EXERCISES –
A – Reproduce everything in the passage on punishment as public spectacle from "Immortalis and the" down to "demands an audience.".
B – Carry on the passage about the Immortalis and public punishment, starting after its last sentence.

DOCUMENT EXCERPT –
BEGIN

Immortalis and the Theatre of Punishment as Public Spectacle

In the eternal dusk of Morrigan Deep, punishment is never a private affair. It is spectacle, performance, the very rhythm by which the world turns. From the communal graves of plague-ridden villages to the grotesque pageantry of Corax Asylum, suffering is elevated, choreographed, shared. The Immortalis do not merely inflict pain; they stage it, broadcast it through mirrors and mobs, ensuring every soul bears witness. This is no mere cruelty. It is governance, entertainment, the binding thread of a society where dominance demands an audience.

END

Excerpts from a dataset
BEGIN

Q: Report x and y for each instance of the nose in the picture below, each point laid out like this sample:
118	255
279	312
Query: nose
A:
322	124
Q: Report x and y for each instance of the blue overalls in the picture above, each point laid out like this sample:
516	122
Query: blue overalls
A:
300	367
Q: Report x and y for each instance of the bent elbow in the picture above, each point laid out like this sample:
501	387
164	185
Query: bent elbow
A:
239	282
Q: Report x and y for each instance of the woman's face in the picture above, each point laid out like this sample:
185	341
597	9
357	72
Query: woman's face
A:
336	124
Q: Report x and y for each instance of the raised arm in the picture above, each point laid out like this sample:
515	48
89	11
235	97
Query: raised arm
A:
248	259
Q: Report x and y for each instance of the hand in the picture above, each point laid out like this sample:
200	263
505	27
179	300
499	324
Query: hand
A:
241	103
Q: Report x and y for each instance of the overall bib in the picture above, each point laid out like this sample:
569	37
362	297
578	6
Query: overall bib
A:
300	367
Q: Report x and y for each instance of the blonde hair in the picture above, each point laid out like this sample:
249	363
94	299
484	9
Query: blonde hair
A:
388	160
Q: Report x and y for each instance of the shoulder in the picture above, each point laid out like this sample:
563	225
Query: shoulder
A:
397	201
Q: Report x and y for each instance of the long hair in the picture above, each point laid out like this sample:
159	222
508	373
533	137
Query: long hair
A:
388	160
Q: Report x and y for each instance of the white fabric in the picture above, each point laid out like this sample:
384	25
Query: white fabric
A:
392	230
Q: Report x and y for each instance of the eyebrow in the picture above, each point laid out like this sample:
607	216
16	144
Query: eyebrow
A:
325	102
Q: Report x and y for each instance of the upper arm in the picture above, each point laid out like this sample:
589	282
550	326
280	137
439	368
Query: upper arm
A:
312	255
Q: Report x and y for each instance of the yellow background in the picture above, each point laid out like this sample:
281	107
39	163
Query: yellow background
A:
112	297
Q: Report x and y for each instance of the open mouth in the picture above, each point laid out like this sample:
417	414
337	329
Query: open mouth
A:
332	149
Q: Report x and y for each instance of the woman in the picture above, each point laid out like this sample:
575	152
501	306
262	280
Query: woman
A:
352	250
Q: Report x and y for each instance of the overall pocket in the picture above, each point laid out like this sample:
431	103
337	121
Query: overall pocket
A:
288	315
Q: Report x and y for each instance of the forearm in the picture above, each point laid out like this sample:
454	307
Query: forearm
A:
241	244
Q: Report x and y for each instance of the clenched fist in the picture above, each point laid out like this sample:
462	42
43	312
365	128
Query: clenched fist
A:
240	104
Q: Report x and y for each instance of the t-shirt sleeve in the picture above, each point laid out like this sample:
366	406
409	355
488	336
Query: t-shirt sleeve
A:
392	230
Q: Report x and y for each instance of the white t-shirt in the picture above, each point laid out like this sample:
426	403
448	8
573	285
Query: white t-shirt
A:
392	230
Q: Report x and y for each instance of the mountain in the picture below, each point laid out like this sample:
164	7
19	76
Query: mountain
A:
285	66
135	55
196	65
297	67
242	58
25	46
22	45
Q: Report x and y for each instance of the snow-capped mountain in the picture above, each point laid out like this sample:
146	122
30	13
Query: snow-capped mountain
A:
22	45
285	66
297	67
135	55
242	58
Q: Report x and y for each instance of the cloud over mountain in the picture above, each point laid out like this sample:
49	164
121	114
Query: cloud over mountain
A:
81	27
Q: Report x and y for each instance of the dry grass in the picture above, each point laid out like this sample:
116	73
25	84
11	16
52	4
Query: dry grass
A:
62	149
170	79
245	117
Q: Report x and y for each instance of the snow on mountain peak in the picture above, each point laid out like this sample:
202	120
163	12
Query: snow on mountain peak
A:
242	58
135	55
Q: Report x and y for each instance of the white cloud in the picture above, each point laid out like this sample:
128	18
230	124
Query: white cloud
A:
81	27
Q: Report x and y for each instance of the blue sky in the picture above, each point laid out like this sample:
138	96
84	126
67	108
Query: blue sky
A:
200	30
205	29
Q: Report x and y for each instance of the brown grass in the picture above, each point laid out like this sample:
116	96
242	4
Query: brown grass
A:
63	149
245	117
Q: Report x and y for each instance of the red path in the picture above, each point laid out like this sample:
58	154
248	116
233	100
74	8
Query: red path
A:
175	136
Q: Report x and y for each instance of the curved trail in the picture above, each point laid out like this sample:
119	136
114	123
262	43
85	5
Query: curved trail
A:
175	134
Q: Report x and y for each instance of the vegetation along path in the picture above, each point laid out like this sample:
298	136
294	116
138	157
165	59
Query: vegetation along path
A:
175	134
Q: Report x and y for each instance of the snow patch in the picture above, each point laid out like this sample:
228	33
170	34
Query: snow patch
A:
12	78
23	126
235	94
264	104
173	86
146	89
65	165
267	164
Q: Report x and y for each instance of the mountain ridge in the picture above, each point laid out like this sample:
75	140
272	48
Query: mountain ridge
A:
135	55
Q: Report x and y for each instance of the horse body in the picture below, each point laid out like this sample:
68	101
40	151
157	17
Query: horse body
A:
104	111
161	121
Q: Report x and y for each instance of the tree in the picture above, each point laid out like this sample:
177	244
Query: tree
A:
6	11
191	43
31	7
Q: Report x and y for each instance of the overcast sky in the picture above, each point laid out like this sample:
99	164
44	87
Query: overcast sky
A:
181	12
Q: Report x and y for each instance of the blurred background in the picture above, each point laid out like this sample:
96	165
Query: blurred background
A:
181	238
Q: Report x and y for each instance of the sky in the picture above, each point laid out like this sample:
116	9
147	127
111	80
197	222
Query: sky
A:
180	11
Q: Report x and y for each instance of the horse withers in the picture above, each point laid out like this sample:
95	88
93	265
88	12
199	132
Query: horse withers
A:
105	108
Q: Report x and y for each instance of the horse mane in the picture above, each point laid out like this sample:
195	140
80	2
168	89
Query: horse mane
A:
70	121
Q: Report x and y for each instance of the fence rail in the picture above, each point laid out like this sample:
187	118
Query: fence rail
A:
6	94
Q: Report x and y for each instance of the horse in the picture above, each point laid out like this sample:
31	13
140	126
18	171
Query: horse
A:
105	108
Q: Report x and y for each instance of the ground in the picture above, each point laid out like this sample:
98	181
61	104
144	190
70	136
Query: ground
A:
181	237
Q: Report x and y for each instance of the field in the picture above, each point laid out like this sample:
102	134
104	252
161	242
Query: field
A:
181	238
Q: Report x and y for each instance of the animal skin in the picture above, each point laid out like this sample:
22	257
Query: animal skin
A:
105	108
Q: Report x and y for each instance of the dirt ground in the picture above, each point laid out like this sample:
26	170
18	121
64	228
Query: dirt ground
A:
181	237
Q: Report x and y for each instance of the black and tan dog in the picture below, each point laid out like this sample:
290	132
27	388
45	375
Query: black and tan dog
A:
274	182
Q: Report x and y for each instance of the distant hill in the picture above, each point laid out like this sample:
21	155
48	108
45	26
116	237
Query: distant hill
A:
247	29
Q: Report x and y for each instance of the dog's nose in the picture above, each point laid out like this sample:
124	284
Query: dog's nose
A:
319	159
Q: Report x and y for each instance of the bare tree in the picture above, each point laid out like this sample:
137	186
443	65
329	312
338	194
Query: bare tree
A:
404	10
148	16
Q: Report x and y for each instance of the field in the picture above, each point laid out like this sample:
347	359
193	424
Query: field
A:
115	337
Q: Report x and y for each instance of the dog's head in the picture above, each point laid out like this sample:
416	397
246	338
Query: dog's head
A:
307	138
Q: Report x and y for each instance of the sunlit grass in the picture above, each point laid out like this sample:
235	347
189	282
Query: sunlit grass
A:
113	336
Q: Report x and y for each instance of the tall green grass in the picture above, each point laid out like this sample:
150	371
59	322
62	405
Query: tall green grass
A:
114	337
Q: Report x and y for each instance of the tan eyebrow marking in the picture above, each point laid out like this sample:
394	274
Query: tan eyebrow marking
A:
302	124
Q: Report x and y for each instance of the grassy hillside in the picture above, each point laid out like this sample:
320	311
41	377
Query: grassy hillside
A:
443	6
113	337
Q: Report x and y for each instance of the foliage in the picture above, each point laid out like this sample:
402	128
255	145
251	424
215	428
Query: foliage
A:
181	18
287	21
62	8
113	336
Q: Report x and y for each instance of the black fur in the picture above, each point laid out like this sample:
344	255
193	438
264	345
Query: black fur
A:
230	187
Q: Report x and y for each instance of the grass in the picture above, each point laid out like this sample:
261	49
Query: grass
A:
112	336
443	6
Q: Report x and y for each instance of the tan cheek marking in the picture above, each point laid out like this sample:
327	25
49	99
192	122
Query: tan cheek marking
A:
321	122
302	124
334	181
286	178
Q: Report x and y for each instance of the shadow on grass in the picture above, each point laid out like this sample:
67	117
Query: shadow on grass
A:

END

ANSWERS TO THE TASKS –
A –
Immortalis and the Theatre of Punishment as Public Spectacle

In the eternal dusk of Morrigan Deep, punishment is never a private affair. It is spectacle, performance, the very rhythm by which the world turns. From the communal graves of plague-ridden villages to the grotesque pageantry of Corax Asylum, suffering is elevated, choreographed, shared. The Immortalis do not merely inflict pain; they stage it, broadcast it through mirrors and mobs, ensuring every soul bears witness. This is no mere cruelty. It is governance, entertainment, the binding thread of a society where dominance demands an audience.

B –
Consider Khepriarth, where top hats arrived as gifts, their linings teeming with plague fleas. Gentlemen bickered over scarcity, chaos erupted, and the bee test sealed their fates in a locked hall. Women, infected first, were buried alive, their protests muffled by soil. The Lord complained to Count Tepes, Tepes to Theaten, but the true architect remained a rumour. Sapari fared no better: a grinning horse heralded phantom pirates, magnetic anchors crushed the fleet, and wood vanished. Harbour masters fell, replaced like faulty cogs. No one knew the culprit, but the horse lingered in whispers.

These are not accidents. They are acts, preludes to the grand theatre of Corax. Nicolas DeSilva, Immortalis and self-proclaimed doctor, rules an asylum that defies reason. Its chapel, once sacred, becomes a stage for lottery wheels spinning fates: ling chi, rat cages, thumb screws. Inmates gather, compelled by shrieking violins and clanging clocks, to applaud their own kind’s ruin. The wheel turns, and Tribute-Alice meets her measure in thousand cuts, her screams harmonising with the off-key concerto.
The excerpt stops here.